◆ FRAGMENTO DE PÁGINA:
..............................
El idealismo de aquellos años no tan lejanos del antifranquismo, de la construcción de nuestro autogobierno, ha ido cediendo terreno ante la arrolladora y aplacadora pasión materialista. Hace tiempo que se instaló entre nosotros el tanto tengo tanto valgo; el seas quien seas, coge lo que puedas; da igual qué.

Esa cultura conformista vino de la mano del control tecnológico. Si la televisión nos llevó a un pensamiento entontecido, las redes digitales nos han conducido a un pensamiento embrutecido y a la despreocupación, a un vivir sin dar cuentas a nadie, sean los padres, la pareja o el resto de la sociedad.

Nuestra vida social es una perpetua agonía otoñal, cada vez más vacía la copa de la vida, y nuestra vida personal, una lacrimosa primavera con ansias de reverdecer, pero sin suficiente lluvia. Pero no debemos caer en el pesimismo pues la tela aparentemente prieta y homogénea de la vida es de hecho muy elástica.

En este momento los sufridos ucranianos están macerando, encurtiendo, fermentando, pasteurizando, salando el contenido de huertos y jardines para afrontar un durísimo invierno donde la nieve y los misiles caerán por igual del cielo. Son pobres por causa de una guerra de invasión y por tanto injusta y pertenecen a la doble condición de población de riesgo económico y vital, estando a punto de la exclusión social y existencial. Cuando su pan se quede seco y el nuestro empiece a escasear, la creciente indiferencia de la opinión pública europea ante la guerra se convertirá en urgente necesidad de “buscar una salida negociada”, que pase por reconocer como hecho consumado algunas de las conquistas territoriales de Putin. Y en ese momento volveré a pensar en lo incierto de la bienaventuranza bíblica: “Bienaventurados los mansos porque ellos heredarán (poseerán) la tierra”.

La guerra nos ha traído la recesión económica donde nuevamente calan sus redes los pescadores de altura, aquellos que están en una posición dominante pues tiene una oferta controlada y la demanda cautiva; son las compañías financieras, energéticas y petroleras, los estancos del siglo XXI, adonde tenemos que acudir si o sí por tabaco o sellos. Con una diferencia, el estanco era monopolio del estado, las energéticas son oligopolio de manos privadas que prefieren atragantarse a tener la boca llena.

Cabalgan sobre el sufrimiento de las clases más desfavorecidas, una explotación de beneficios que hasta el Banco Central Europeo trata de reconducir, que empobrece a las clases medias y reduce a la indigencia a las familias más humildes.

Cóctel fatal

Es el canto de sirena que transforma el poder económico en un fin en sí mismo y que se traslada a la política donde la democracia, en Estados Unidos, Italia, Polonia, Francia, Reino Unido comienza a dar señales de desquiciamiento.
..............................
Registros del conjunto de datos
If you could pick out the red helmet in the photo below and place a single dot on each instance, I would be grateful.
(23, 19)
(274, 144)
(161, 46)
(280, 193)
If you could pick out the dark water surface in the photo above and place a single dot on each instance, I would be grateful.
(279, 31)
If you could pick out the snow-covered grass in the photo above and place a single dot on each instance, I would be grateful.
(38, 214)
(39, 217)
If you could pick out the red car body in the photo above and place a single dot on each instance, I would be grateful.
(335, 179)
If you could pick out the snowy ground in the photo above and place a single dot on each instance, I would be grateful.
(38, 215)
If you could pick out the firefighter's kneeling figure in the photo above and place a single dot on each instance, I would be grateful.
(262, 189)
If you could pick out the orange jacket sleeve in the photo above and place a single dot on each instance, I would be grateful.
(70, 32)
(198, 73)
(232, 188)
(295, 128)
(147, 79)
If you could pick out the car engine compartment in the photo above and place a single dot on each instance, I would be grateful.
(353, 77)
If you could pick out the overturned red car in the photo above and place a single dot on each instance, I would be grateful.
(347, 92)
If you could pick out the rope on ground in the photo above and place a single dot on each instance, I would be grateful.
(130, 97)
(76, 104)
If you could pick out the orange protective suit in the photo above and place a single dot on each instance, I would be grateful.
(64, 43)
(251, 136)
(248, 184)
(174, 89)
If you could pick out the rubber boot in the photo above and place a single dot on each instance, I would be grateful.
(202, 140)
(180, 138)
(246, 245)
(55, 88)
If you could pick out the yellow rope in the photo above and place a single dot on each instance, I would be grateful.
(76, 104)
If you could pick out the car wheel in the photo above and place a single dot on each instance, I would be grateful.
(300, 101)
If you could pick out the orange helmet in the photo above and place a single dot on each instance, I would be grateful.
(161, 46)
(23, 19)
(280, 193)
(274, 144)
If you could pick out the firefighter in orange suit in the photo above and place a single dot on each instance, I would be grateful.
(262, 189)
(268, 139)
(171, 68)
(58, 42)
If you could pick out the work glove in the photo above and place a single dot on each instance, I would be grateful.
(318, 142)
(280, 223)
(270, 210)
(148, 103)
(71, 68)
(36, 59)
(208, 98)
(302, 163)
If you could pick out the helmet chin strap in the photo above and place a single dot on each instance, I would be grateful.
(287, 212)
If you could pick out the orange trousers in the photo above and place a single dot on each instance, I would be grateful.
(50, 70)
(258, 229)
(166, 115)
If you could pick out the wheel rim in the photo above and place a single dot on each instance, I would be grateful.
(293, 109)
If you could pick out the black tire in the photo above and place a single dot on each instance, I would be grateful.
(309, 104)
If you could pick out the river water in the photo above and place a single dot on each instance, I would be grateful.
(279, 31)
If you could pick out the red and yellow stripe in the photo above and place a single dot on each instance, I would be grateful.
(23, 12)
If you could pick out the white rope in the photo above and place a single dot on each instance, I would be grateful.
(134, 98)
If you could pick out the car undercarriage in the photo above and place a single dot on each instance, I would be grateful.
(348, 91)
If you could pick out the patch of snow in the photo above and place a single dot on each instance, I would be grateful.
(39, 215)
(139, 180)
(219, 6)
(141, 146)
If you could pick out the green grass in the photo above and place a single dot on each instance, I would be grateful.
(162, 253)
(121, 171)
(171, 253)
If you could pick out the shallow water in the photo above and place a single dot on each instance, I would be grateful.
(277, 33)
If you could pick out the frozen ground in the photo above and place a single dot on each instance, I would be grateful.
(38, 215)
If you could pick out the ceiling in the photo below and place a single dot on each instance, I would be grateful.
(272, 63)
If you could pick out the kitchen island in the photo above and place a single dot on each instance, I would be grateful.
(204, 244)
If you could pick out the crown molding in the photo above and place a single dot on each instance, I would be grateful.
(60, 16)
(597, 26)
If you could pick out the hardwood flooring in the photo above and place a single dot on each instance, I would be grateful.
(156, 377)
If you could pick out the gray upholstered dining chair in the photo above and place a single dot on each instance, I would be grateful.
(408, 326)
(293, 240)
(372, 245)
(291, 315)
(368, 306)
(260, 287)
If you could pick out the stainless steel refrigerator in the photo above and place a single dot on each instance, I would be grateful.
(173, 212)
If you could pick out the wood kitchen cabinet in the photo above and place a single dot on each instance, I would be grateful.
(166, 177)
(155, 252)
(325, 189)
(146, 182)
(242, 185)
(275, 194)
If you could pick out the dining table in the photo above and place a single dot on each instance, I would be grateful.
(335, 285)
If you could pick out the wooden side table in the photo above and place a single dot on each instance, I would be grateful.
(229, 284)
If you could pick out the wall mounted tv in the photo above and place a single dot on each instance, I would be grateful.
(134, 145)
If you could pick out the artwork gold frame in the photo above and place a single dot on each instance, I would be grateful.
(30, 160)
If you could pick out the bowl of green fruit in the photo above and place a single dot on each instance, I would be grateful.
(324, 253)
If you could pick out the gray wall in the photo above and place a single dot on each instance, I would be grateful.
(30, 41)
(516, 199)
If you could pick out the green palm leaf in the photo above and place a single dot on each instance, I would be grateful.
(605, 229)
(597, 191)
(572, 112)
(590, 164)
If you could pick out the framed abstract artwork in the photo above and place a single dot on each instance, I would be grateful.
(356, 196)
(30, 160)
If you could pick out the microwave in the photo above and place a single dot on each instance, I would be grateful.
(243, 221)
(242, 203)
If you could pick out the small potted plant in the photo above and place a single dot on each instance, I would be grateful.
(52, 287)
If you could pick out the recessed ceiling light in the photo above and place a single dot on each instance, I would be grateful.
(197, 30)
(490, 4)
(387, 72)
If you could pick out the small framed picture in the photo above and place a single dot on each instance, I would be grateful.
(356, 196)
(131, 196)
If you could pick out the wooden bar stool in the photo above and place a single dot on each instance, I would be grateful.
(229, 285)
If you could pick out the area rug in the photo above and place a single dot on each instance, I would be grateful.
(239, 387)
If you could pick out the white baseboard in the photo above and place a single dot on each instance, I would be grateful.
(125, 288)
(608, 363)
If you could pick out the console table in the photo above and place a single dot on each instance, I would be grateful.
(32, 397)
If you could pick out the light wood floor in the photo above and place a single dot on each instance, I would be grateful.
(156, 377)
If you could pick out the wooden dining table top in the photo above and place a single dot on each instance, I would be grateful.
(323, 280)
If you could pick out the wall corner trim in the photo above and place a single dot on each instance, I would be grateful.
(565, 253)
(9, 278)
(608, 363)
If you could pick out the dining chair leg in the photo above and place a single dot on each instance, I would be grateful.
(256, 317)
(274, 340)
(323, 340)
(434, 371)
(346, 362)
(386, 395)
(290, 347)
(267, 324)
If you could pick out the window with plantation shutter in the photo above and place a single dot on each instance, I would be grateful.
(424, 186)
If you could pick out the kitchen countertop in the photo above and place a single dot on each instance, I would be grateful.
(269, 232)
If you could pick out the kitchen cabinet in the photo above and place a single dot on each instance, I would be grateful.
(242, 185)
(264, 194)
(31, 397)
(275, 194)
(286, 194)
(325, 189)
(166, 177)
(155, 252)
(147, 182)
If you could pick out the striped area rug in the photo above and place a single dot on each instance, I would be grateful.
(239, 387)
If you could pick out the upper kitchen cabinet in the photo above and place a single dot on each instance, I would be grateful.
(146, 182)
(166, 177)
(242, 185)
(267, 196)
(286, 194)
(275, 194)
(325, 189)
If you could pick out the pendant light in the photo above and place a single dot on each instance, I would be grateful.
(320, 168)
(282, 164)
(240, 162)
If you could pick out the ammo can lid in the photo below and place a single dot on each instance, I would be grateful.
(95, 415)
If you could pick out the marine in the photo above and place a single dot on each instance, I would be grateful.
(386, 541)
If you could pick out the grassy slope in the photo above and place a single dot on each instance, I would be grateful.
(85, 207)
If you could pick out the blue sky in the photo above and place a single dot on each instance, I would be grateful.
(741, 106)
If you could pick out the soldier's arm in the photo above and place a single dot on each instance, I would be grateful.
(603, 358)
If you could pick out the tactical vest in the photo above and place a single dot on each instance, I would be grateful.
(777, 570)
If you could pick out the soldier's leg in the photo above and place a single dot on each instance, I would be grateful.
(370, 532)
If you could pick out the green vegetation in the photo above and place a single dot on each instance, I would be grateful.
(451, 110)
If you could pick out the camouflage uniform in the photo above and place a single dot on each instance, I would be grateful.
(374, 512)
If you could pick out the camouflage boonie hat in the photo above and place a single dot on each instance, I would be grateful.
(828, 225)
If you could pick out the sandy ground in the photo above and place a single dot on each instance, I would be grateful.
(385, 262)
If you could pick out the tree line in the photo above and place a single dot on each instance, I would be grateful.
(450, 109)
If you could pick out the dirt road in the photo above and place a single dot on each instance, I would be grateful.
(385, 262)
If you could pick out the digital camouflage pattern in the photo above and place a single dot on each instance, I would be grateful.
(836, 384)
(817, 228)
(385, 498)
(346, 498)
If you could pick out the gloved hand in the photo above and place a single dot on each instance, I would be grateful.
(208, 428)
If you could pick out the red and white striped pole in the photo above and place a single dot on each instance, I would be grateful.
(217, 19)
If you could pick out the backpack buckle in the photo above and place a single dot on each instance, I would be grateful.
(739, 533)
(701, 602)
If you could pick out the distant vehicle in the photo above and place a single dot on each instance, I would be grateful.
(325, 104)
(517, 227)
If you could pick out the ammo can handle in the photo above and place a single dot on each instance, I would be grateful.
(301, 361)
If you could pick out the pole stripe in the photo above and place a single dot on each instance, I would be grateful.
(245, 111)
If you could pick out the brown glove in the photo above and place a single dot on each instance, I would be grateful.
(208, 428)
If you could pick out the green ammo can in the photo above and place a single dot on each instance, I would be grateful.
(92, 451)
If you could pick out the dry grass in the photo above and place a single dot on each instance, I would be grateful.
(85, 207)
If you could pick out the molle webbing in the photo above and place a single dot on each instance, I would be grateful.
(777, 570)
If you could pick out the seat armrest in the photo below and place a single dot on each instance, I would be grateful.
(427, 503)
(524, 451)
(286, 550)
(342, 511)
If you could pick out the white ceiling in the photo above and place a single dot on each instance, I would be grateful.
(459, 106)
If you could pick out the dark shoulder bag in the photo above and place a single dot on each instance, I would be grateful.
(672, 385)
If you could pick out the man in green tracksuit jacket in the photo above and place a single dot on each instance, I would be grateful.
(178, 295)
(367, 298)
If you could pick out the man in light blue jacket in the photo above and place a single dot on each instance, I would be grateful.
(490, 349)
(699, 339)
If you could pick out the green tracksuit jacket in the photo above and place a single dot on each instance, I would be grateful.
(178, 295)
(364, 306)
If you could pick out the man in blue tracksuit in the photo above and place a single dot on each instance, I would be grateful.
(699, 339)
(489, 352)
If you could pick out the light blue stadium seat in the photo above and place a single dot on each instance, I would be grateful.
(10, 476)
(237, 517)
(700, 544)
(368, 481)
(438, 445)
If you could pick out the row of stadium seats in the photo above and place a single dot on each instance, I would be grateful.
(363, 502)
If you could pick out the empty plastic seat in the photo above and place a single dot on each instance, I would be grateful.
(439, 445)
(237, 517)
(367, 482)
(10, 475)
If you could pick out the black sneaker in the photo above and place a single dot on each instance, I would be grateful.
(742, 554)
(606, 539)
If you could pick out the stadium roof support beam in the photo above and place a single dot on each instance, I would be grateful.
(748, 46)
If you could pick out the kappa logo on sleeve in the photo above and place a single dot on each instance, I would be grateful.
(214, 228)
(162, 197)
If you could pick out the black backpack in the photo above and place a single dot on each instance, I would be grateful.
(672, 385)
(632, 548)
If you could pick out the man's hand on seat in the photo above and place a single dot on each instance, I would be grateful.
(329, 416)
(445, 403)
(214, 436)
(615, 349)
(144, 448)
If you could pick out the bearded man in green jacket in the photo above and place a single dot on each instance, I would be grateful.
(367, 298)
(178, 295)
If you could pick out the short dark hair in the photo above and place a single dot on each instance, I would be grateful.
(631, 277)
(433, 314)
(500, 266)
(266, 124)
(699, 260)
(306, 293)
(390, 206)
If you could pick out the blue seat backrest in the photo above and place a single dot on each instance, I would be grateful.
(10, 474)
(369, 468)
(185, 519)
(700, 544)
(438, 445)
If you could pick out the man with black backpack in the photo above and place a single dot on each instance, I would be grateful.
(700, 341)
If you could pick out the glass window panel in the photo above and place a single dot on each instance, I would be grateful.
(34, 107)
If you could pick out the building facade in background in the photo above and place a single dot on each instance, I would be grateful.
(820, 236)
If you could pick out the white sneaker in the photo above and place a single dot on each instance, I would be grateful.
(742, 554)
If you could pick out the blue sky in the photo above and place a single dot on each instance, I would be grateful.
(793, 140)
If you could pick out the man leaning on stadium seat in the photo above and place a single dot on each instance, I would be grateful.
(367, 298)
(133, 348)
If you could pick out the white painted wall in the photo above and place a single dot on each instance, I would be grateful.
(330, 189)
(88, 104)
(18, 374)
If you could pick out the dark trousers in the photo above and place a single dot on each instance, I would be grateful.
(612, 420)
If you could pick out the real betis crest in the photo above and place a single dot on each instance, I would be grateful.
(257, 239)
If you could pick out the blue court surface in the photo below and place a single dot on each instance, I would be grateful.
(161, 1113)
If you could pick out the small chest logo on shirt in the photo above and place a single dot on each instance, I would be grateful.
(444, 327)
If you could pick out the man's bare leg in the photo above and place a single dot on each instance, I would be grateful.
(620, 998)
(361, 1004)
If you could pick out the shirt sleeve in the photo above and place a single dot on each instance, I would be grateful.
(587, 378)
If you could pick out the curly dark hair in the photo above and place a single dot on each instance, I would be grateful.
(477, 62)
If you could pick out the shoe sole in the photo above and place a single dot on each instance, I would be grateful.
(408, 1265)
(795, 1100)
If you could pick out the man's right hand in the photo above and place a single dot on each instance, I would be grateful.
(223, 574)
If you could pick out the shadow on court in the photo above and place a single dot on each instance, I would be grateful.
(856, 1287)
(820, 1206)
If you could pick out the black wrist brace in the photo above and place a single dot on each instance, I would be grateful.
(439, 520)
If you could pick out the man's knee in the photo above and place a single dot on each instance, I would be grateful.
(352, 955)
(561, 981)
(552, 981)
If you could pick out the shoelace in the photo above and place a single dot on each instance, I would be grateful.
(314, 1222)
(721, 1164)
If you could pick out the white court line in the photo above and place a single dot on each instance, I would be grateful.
..............................
◆ INSTRUCCIÓN DE TRABAJO: ¿En qué países, según el fragmento, la democracia comienza a dar señales de desquiciamiento? El listado no tiene relación alguna con el fragmento.

◆ RESPUESTA FINAL: Estados Unidos, Italia, Polonia, Francia y Reino Unido.